_SET TASK:_ Rewrite the data below, replacing each "a single point" with "one point" and leaving everything else unchanged.

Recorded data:
* begin *
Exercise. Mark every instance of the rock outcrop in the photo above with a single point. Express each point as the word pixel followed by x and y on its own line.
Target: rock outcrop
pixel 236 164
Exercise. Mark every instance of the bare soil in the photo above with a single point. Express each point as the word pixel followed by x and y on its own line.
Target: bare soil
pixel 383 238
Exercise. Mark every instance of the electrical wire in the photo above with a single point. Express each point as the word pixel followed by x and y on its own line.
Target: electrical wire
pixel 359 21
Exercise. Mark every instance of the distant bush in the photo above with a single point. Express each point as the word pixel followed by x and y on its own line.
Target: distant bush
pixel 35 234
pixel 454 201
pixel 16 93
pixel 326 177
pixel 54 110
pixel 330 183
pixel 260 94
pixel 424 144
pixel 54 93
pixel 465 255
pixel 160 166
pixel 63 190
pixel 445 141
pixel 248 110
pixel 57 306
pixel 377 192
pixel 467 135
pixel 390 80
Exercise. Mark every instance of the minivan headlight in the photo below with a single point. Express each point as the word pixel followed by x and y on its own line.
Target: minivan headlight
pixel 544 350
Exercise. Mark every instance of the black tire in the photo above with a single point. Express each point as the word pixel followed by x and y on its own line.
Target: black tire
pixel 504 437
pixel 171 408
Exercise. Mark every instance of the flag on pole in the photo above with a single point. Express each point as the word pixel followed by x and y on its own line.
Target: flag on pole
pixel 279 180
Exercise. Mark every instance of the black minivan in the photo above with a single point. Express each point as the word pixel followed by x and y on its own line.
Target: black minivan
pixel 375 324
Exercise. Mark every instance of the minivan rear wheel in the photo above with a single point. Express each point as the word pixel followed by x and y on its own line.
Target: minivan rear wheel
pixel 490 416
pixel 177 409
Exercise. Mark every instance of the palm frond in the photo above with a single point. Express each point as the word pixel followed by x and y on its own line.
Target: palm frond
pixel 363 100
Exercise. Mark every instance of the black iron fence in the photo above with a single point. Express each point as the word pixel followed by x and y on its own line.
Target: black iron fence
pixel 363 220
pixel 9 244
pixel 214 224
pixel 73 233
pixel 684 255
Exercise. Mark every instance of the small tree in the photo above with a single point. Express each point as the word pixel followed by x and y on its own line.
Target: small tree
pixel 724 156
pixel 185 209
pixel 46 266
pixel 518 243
* end *
_SOLUTION TO THIS EXERCISE:_
Exercise. Mark every instance of the rock outcrop in the photo above with one point. Express each point as the word pixel followed by x and y on its own line.
Target: rock outcrop
pixel 236 164
Exercise. Mark every instance of the bare soil in the photo above with one point. Express each point as the word pixel followed by x and y on its own line.
Target: bare soil
pixel 383 238
Exercise. Mark every instance of the electrical wire in the photo above with one point. Express each point as the word pixel followed by x and y on its own line.
Target: electrical wire
pixel 359 21
Exercise. Mark every instance of the distant bush in the photo above with one point. Express each point as the word pixel followed by x and y on its own line.
Target: distant bush
pixel 35 234
pixel 454 201
pixel 16 93
pixel 326 177
pixel 54 110
pixel 330 183
pixel 260 94
pixel 424 144
pixel 54 93
pixel 465 255
pixel 160 166
pixel 63 190
pixel 445 141
pixel 248 110
pixel 57 306
pixel 377 192
pixel 467 135
pixel 390 80
Exercise. Mark every instance of the minivan headlight in the photo below with one point. Express each point as the word pixel followed by x and y on its own line.
Target: minivan headlight
pixel 544 350
Exercise. Mark every instance of the black tire in the photo above with one point. Express each point as the word pixel followed by x and y on its own line.
Target: black tire
pixel 504 437
pixel 171 408
Exercise. Mark every instance of the flag on pole in the photo above with one point. Express each point as the word pixel followed by x and y on its own line.
Target: flag on pole
pixel 279 180
Exercise. Mark every instance of the black minivan in the photo above with one point. Express each point as the word pixel followed by x and y on its own line.
Target: black minivan
pixel 375 324
Exercise. Mark every instance of the minivan rear wheel in the photo above with one point. Express each point as the word pixel followed by x and y on its own line.
Target: minivan rear wheel
pixel 490 416
pixel 177 409
Exercise. Mark every instance of the palm frond in the photo above with one point. Express each point as the word pixel followed by x and y on its own line.
Target: palm frond
pixel 363 100
Exercise. Mark every instance of the black iron fence in the photo above with one point. Express each point as the word pixel followed by x and y on its own line.
Target: black iron fence
pixel 363 220
pixel 9 244
pixel 214 224
pixel 73 233
pixel 684 255
Exercise. Mark every instance of the small tree in the photo above with one point. Express each point as the word pixel followed by x and y on its own line.
Target: small tree
pixel 724 156
pixel 185 209
pixel 46 266
pixel 518 243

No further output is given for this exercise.